*** Opening of Extracted data ***
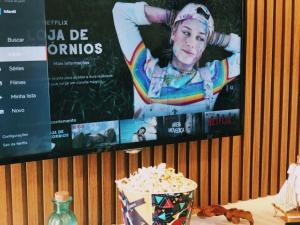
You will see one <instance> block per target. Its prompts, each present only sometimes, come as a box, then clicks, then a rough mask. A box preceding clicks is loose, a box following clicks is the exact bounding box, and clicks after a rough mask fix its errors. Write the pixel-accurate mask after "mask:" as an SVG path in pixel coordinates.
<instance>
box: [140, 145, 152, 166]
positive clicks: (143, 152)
mask: <svg viewBox="0 0 300 225" xmlns="http://www.w3.org/2000/svg"><path fill="white" fill-rule="evenodd" d="M141 157H142V159H141V161H142V166H144V167H149V166H151V149H150V147H146V148H144V149H143V151H142V156H141Z"/></svg>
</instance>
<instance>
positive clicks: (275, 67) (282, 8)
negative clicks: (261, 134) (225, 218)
mask: <svg viewBox="0 0 300 225" xmlns="http://www.w3.org/2000/svg"><path fill="white" fill-rule="evenodd" d="M282 20H283V1H282V0H277V1H276V6H275V33H276V34H277V35H275V45H274V58H273V60H274V64H273V66H274V72H273V87H272V90H273V92H272V93H273V94H272V102H273V106H272V142H271V143H272V144H271V149H272V150H271V151H272V158H271V162H272V163H271V175H270V177H271V184H270V185H271V194H276V193H277V191H278V182H279V180H278V172H280V171H279V167H280V166H279V165H278V154H279V149H278V146H280V143H279V140H280V136H279V135H280V134H279V130H280V127H279V123H280V119H279V117H280V99H281V91H280V89H281V87H280V82H281V62H282V32H283V28H282V26H283V23H282Z"/></svg>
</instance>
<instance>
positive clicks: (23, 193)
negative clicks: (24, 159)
mask: <svg viewBox="0 0 300 225" xmlns="http://www.w3.org/2000/svg"><path fill="white" fill-rule="evenodd" d="M22 166H23V164H14V165H11V167H10V173H11V193H12V196H11V197H12V209H13V210H12V215H11V216H12V223H13V224H19V225H27V206H26V204H25V199H24V198H25V196H26V188H24V187H25V185H24V182H23V178H24V177H23V174H22V173H23V172H22V170H23V169H24V167H23V168H22Z"/></svg>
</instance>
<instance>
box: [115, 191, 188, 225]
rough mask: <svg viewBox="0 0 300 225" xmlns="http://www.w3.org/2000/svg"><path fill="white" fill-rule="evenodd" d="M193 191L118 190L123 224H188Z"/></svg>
mask: <svg viewBox="0 0 300 225" xmlns="http://www.w3.org/2000/svg"><path fill="white" fill-rule="evenodd" d="M193 193H194V191H188V192H182V193H162V194H150V193H137V192H130V191H126V190H120V192H119V199H120V201H121V206H122V212H123V218H124V223H125V225H142V224H143V225H167V224H170V225H171V224H172V225H181V224H182V225H186V224H189V220H190V215H191V210H192V204H193Z"/></svg>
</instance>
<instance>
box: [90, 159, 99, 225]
mask: <svg viewBox="0 0 300 225" xmlns="http://www.w3.org/2000/svg"><path fill="white" fill-rule="evenodd" d="M87 167H88V171H87V172H88V181H87V182H88V183H87V186H88V188H87V189H88V190H87V191H88V193H87V200H88V208H87V209H88V224H89V225H97V224H99V221H101V218H99V215H100V210H99V204H100V199H99V195H98V193H99V190H100V185H99V180H98V178H99V174H98V158H97V154H90V155H88V162H87ZM89 209H93V210H89Z"/></svg>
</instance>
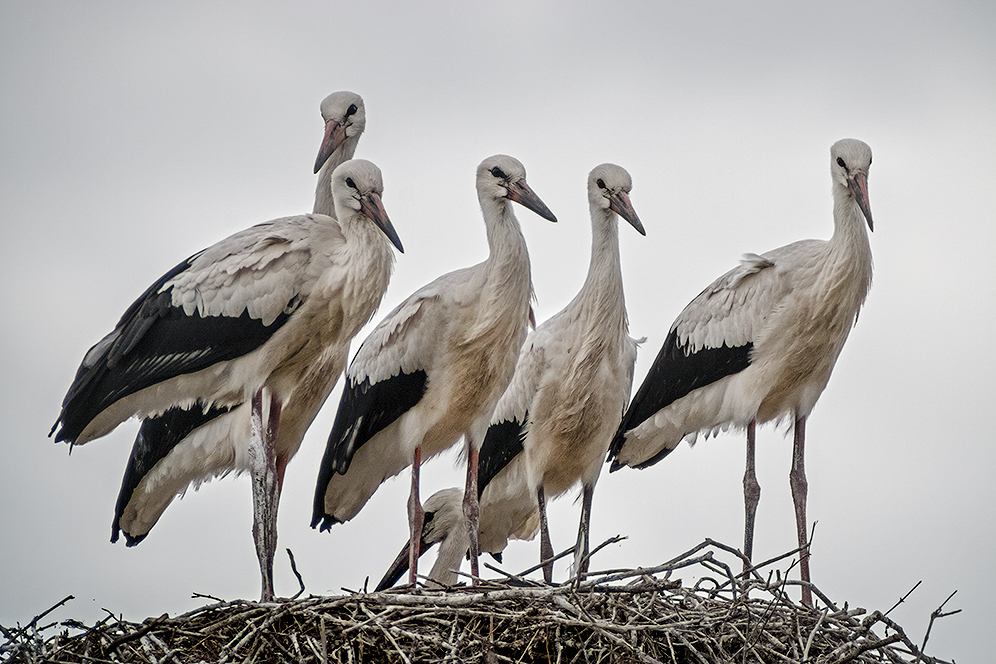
*** Close of Extracted data ***
Please take the lines from the beginning of the data above through the line holding "positive clicks: (275, 67) (282, 8)" and transcribe them exactly, without any pictures.

You will see one <instance> block per target. Its prompts, each present only sometimes, come as a box, then clicks, then a rough mask. A box preceding clicks is loose, a box following clicks is the exact bounding box, and clicks after a rough mask fix its errors. Write the pixel-accurate mask after "mask:" as an SVG path in pixel coordinates.
<instance>
box: [140, 145, 152, 166]
positive clicks: (143, 152)
mask: <svg viewBox="0 0 300 225" xmlns="http://www.w3.org/2000/svg"><path fill="white" fill-rule="evenodd" d="M141 157H142V159H141V161H142V166H144V167H149V166H151V149H150V147H146V148H144V149H143V151H142V156H141Z"/></svg>
</instance>
<instance>
positive clicks: (275, 67) (282, 8)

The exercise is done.